## [Written problem]
Swap "assignment" for "job" throughout everything from the start of the data down to the line containing "[11,237,106,300]", and give those lines back otherwise unchanged, leaving out the pictures.
_ _ _
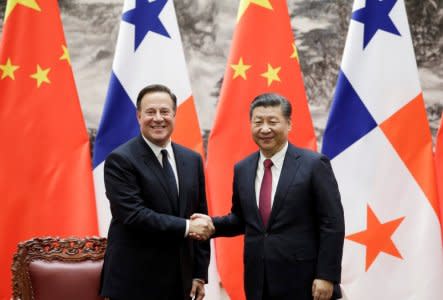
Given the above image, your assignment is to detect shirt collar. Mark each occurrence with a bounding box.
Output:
[142,134,174,158]
[258,142,289,169]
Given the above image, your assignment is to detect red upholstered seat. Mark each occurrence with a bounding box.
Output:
[12,238,106,300]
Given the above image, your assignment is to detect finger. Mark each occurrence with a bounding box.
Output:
[189,282,197,299]
[196,284,205,300]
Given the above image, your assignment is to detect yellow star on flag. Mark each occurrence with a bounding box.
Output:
[0,58,20,80]
[237,0,272,22]
[60,45,71,65]
[5,0,42,22]
[231,57,251,79]
[31,65,51,87]
[290,43,299,61]
[260,64,281,86]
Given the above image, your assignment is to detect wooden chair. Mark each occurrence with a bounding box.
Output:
[11,237,106,300]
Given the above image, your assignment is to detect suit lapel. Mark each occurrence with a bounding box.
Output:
[139,136,178,211]
[268,144,300,227]
[240,152,264,228]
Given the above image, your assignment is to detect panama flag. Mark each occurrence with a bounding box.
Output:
[323,0,443,300]
[93,0,203,235]
[93,0,224,299]
[0,0,97,300]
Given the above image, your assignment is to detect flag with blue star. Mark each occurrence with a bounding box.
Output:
[322,0,443,300]
[93,0,203,234]
[352,0,401,48]
[122,0,170,51]
[0,0,98,300]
_ _ _
## [Final result]
Given the above image, your job is to detect shirt collar. Mark each occurrence with a bounding box.
Output:
[142,134,174,158]
[258,142,289,169]
Given the above image, your job is to detect red upholstered seat. Mark each occurrence with a bounding box.
Output:
[12,238,106,300]
Given the above image, your job is to detect finger. Mark each occurrence with a bounding box.
Output:
[189,282,197,299]
[196,284,205,300]
Given the above image, your job is to detect yellow star on flag. Mark each occurrence with a bounding box.
Output:
[0,58,20,80]
[237,0,272,22]
[60,45,71,65]
[5,0,42,22]
[231,57,251,79]
[31,65,51,87]
[290,43,299,61]
[260,64,281,86]
Given the above image, your job is to detect wooden chair. Mark each occurrence with a bounding box.
Output:
[11,237,106,300]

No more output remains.